Image object location listing:
* * * * * * *
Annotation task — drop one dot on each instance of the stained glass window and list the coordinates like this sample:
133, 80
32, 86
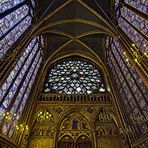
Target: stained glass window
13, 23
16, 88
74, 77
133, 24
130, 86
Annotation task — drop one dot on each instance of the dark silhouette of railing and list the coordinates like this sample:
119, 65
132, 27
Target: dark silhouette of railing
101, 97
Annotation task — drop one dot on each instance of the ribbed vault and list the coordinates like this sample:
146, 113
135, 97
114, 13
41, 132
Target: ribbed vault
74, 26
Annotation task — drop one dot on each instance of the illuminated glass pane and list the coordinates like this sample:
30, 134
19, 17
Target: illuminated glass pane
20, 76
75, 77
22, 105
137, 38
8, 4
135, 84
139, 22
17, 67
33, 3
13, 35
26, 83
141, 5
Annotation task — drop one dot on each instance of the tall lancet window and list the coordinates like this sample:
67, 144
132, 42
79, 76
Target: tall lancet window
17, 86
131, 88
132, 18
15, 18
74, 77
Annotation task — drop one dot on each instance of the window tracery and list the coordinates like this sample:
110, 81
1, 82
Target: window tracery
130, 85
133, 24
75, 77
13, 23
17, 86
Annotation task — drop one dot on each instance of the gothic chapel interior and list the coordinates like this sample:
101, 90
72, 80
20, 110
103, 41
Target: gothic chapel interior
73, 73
* * * * * * *
TASK OBJECTIVE: Convert the listing, from the line containing "of the window" through its final line, into a numbered list that omits any blank lines.

COMPLETED EXERCISE:
1. Annotation task — drop one dot on each instance of the window tracery and list the coordinates like this sample:
2. 110, 81
3. 1, 82
4. Target: window tracery
5. 130, 85
6. 133, 24
7. 75, 77
8. 13, 23
9. 17, 86
10. Annotation task — drop one dot on each instance of the gothic chapel interior and list the coordinates like this sample:
11. 101, 90
12. 72, 80
13. 20, 110
14. 103, 41
15. Target: gothic chapel interior
16. 73, 73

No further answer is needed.